**PAGE EXCERPT**
# Everyone congratulate DF!



## LeanHerm (Jan 5, 2013)

Dfeaton won this years pick Em poll. The winner will get a personal diet plan from spongy aka Helios. Dfeaton declined the prize and said he felt it would be better for a member to win. Everyone thank dfeaton and that shows what kind of guy he is.  So the winner this year is djkneegrow. Df had 162 and me and dj had 161 wins.  So the prize will go to dj.  Congrats buddy. Also everyone thank spongy for providing a great prize and Look into his services if you haven't. We had a third and second lined up but it didn't work out that way. We will continue to do this every year and hopefully we could maybe do something for baseball. So make sure you guys stay active and recruit your friends. Thank you si.


Herm.


----------



## 63Vette (Jan 5, 2013)

*Re: Everyone congratulate dfeaton!*

Kudos to Spongy for his generosity and to Dfeaton and BigHerm for allowing a board member to enjoy an excellent prize package!


Respect!
Vette


----------



## DarksideSix (Jan 5, 2013)

*Re: Everyone congratulate dfeaton!*

kudos to both!


----------



## SFGiants (Jan 5, 2013)

*Re: Everyone congratulate dfeaton!*

Congrats to a stand up guy?


----------



## DF (Jan 5, 2013)

*Re: Everyone congratulate dfeaton!*

Thanks Spongy!!!  It was a fun pool & came right down to the wire.


----------



## NbleSavage (Jan 5, 2013)

*Re: Everyone congratulate dfeaton!*

Very classy move, DFeaton. Well done Sir.


----------



## katelly (Jan 5, 2013)

*Re: Everyone congratulate dfeaton!*



SFGiants said:


> Congrats to a stand up guy?


im just laughing at SFGIANTS avatar, stand up move on original winner


----------



## Tren4Life (Jan 5, 2013)

*Re: Everyone congratulate dfeaton!*



katelly said:


> im just laughing at SFGIANTS avatar, stand up move on original winner



That movie is funny

.
Congrats on the win D


----------



## Four1Thr33 (Jan 5, 2013)

*Re: Everyone congratulate dfeaton!*

U are the man brother !!


----------



## PillarofBalance (Jan 5, 2013)

*Re: Everyone congratulate dfeaton!*

Class act Dfeaton...

And congratulations to the winner of the 8 Week Spongy Diet. I'm jelly


----------



## Illtemper (Jan 5, 2013)

*Re: Everyone congratulate dfeaton!*

DF you're a good brother!!

**Position annotation records**
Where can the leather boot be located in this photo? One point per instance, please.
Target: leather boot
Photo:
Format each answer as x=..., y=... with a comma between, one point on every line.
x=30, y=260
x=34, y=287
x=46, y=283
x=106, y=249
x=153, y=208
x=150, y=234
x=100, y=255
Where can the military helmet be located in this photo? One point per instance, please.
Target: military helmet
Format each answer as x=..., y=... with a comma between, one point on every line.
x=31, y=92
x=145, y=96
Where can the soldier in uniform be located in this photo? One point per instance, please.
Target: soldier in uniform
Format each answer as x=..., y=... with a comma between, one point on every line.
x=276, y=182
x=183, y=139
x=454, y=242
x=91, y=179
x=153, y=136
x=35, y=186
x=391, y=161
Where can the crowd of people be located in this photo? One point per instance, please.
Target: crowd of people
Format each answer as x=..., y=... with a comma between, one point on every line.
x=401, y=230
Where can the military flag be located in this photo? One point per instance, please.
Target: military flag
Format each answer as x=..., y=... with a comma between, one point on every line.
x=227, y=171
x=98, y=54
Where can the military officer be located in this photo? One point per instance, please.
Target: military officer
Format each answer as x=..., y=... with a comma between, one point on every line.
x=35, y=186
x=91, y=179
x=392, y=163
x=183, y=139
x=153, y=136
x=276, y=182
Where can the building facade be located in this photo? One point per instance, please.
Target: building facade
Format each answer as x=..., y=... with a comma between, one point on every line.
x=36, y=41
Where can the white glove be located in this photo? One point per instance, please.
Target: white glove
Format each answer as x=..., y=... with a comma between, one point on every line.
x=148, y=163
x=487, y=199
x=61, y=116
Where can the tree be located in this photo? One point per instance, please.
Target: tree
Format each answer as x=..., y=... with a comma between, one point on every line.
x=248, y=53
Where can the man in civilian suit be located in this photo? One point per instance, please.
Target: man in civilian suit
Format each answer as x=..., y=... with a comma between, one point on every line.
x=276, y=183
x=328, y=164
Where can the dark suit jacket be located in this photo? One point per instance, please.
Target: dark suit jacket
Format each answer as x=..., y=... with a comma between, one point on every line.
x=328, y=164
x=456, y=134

**EXERCISE TASK A**
Using the pick 'em thread, tell whether each statement agrees with it, answering yes or no and quoting the words that decide it: (i) Dfeaton finished with 162 wins. (ii) The winner's prize is a personal diet plan from spongy. (iii) Second and third place prizes were given out this year.
**EXERCISE TASK B**
Repeat the stretch of the pick 'em thread from "Class act Dfeaton..." through "a good brother!!".
Rely only on the pick 'em thread.

**TASK RESULT A**
(i) Yes: "Df had 162 and me and dj had 161 wins."
(ii) Yes: "The winner will get a personal diet plan from spongy aka Helios."
(iii) No: "We had a third and second lined up but it didn't work out that way."

**TASK RESULT B**
Class act Dfeaton...

And congratulations to the winner of the 8 Week Spongy Diet. I'm jelly


----------



## Illtemper (Jan 5, 2013)

*Re: Everyone congratulate dfeaton!*

DF you're a good brother!!